━━ Data in this exercise
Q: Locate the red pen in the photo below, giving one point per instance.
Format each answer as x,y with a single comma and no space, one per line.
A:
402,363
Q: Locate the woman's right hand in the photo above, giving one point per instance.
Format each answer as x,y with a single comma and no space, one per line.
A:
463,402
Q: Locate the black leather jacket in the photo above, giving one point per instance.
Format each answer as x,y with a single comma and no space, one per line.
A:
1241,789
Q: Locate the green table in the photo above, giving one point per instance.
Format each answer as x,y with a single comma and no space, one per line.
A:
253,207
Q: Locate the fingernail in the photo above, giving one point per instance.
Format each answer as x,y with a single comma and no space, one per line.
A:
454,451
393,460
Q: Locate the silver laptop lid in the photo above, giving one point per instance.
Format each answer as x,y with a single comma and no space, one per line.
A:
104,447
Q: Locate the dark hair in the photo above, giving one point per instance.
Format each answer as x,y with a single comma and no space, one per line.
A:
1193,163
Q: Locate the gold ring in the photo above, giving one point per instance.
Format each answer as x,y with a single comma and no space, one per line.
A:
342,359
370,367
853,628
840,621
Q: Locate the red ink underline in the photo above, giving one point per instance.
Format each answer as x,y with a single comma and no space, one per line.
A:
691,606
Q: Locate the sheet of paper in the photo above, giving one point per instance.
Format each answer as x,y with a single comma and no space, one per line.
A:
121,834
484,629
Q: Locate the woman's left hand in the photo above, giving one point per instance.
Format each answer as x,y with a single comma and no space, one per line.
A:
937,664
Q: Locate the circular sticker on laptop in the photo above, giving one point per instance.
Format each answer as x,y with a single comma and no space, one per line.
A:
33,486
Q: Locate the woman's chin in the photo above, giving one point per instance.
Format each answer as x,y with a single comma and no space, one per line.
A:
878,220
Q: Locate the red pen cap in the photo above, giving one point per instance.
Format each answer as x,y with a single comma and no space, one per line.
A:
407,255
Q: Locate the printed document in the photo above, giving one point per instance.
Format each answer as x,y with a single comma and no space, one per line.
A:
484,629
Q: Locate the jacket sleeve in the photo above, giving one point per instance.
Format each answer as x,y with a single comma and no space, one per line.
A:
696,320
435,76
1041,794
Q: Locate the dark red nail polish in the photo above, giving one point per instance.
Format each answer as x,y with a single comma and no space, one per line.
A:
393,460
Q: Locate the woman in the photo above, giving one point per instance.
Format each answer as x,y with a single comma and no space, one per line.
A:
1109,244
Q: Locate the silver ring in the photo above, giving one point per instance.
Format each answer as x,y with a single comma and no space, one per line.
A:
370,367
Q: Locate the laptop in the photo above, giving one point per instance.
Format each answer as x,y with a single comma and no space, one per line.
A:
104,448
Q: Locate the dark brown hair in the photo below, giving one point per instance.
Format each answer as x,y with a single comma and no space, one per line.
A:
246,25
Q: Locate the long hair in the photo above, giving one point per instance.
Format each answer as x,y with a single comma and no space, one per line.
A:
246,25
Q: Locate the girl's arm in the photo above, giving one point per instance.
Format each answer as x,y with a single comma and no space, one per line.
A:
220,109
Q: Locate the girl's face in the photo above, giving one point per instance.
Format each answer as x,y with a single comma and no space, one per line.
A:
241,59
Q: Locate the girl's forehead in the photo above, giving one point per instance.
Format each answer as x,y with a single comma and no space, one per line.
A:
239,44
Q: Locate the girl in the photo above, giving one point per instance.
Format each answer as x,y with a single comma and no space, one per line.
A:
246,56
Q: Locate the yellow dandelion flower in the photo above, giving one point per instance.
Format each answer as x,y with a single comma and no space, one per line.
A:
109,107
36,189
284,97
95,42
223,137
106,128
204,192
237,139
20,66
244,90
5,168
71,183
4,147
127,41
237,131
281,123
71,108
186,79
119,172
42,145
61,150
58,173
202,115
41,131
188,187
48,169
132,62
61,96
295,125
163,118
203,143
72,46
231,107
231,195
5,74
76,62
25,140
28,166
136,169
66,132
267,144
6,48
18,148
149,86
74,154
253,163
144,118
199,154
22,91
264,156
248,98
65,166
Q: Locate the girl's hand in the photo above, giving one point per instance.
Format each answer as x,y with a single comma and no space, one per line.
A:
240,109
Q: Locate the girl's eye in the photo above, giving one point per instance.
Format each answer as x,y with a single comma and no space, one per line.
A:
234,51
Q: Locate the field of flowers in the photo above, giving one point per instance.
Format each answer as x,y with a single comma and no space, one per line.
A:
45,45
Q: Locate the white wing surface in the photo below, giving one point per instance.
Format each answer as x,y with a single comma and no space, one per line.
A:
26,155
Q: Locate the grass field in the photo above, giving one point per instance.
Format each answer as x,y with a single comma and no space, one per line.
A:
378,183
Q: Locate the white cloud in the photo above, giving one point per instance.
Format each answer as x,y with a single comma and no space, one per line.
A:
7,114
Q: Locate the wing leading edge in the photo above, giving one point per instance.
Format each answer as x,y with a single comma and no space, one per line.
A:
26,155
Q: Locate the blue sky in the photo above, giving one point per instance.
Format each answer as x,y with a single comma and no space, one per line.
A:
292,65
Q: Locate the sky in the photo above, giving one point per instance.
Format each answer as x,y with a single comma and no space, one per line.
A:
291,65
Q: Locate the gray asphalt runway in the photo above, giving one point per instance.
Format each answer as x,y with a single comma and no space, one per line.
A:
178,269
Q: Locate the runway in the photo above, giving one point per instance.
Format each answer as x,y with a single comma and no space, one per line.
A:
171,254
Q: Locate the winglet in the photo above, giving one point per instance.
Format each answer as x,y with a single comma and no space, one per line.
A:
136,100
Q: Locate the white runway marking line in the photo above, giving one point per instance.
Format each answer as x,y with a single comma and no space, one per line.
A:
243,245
━━━━
What is expected — Print all of the entries above again, word for word and unchanged.

Result for this task —
Q: Locate the red pen in the photo below, giving one point per instance.
Format each answer as x,y with a single comma and no space, one per line.
A:
402,363
Q: Locate the woman's right hand in the photo above, giving one point per instance.
Format each answer as x,y with a single comma and no space, one per line.
A:
463,402
Q: Locate the black leather jacket in the photo above, giving one point per instance.
Format each answer as x,y with a single comma and no space, one per line.
A:
1241,789
Q: Locate the green table in the photo above, giving one point per instance.
Format each answer as x,y with a single comma and no space, one per line.
A:
253,207
Q: Locate the fingernail in the photo above, giving one point per instance.
Format each answer as x,y with a single comma and no space, one per line.
A:
454,451
393,460
Q: Locate the silver laptop lid in the photo above, giving one point per instance.
Format each answer as x,y with a single comma and no space, one per line.
A:
104,447
Q: Locate the dark hair in the photo above, giving one point per instance.
Format each answer as x,y with a single comma and no space, one per line.
A:
1193,163
Q: Locate the gold ring in the photo above, giving one point per instance.
Format each answer as x,y with a single comma and no space, one per line.
A:
342,359
370,367
853,628
840,621
Q: Locate the red ink underline in the photo above, giving one point per instance.
Format each answer as x,y with a single comma and no space, one per line.
A:
691,606
Q: Locate the sheet of paper in the photo above, giving one point per instance.
Format each answer as x,y with a single comma and no space, one per line.
A:
121,834
484,629
Q: Locate the woman's left hand in the photo above, giving one point per instance.
Format each answer as x,y with a single comma and no space, one per line.
A:
937,664
Q: Locate the circular sticker on laptop in the photo above, giving one point per instance.
Format each answer as x,y with a single comma and no space, one per line.
A:
33,486
Q: Locate the woman's chin in the photo above, giving one point per instance.
Format each answer as x,y with a single comma and no space, one per line.
A:
878,220
Q: Locate the red pen cap in the photo above, giving one point per instance.
Format each answer as x,y with a single comma and no space, one per line.
A:
407,255
Q: Locate the printed document in the photo above, giving one point per instance.
Format each answer as x,y with a single comma and no space, one per line.
A:
484,629
Q: Locate the jacket sleeve in the photo above, giving one point per instance.
Format each answer as x,y with a single comma and no space, one per line.
A:
696,320
435,76
1041,794
Q: Locate the dark red nail polish in the photo above, giving one point per instance.
Format each answer as x,y with a single comma and no space, one per line.
A:
393,460
Q: Locate the woman in the photo above, giving one point per instance.
Format each answer as x,y with a single comma and no space, one per line.
A:
1109,244
Q: Locate the silver ring in the photo above, giving one point per instance.
Format each answer as x,y with a single comma and no space, one per line.
A:
370,367
Q: Locate the laptop in the photo above, giving one point per instance.
Format each answer as x,y with a single comma and no space, one per line.
A:
104,448
Q: Locate the dark brown hair in the photo below, giving one point per instance.
Format each answer as x,y with a single comma and no space, one per line.
A:
246,25
Q: Locate the long hair in the photo above, giving one point per instance.
Format each answer as x,y with a single comma and no space, one per line.
A:
246,25
Q: Locate the girl's arm in the photo above, giving one point per instance.
Format each answer as x,y with a single comma and no space, one per line.
A:
220,109
Q: Locate the girl's face in the photo above, giving one point per instance.
Format each answer as x,y with a single comma and no space, one per line.
A:
241,59
Q: Locate the girl's forehead in the photo above, giving one point per instance.
Format each answer as x,y with a single comma and no space, one per line.
A:
239,44
Q: Locate the girl in the photo above, giving one point per instance.
Format each answer as x,y with a single comma and no space, one per line.
A:
246,56
Q: Locate the yellow dandelion flower in the photo above, giving one point per instance.
Format each answer as x,y with a single comma and no space, one per line.
A:
109,107
36,189
284,97
95,42
223,137
106,128
204,192
237,139
20,66
244,90
5,168
71,183
4,147
127,41
237,131
281,123
71,108
186,79
119,172
42,145
61,150
58,173
202,115
41,131
188,187
48,169
132,62
61,96
295,125
163,118
203,143
72,46
231,107
231,195
5,74
76,62
25,140
28,166
136,169
66,132
267,144
6,48
18,148
149,86
74,154
253,163
144,118
199,154
22,91
264,156
248,98
65,166
Q: Locate the girl's hand in the photo above, giving one point per instance.
Format each answer as x,y with a single comma and no space, one per line.
A:
240,109
Q: Locate the girl's eye in the photo above, giving one point per instance.
Format each answer as x,y with a single comma and no space, one per line.
A:
234,51
Q: Locate the field of flowers in the photo above, giving one point per instance.
Format each answer as x,y with a single comma and no space, one per line.
A:
45,45
Q: Locate the white wing surface in the photo below, giving one point per instance.
Format each answer as x,y with a single comma and no space, one per line.
A:
26,155
Q: Locate the grass field in the photo above, giving one point per instance.
Format each answer as x,y with a single comma and no space, one per line.
A:
378,183
Q: Locate the white cloud in the photo above, giving one point per instance.
Format each answer as x,y with a single comma and no space, one per line.
A:
7,114
Q: Locate the wing leading edge in the photo above, giving one point per instance.
Format each answer as x,y with a single comma and no space, one per line.
A:
26,155
Q: Locate the blue sky in the photo above, giving one point per instance.
Format each answer as x,y with a single comma and no space, one per line.
A:
292,65
Q: Locate the sky in the photo above, giving one point per instance.
Format each answer as x,y with a single comma and no space, one per line.
A:
291,65
Q: Locate the gray asphalt runway in the photo above, giving one point per instance.
Format each answer as x,y with a single comma and no space, one per line.
A:
178,269
Q: Locate the runway in the photo above, giving one point per instance.
Format each answer as x,y with a single comma and no space, one per line.
A:
171,254
Q: Locate the winglet in the photo above, giving one point per instance.
Format each answer as x,y with a single comma and no space, one per line.
A:
136,100
Q: Locate the white runway marking line in the photo above, giving one point per instance.
Format each answer as x,y with a single comma and no space, one per line.
A:
243,245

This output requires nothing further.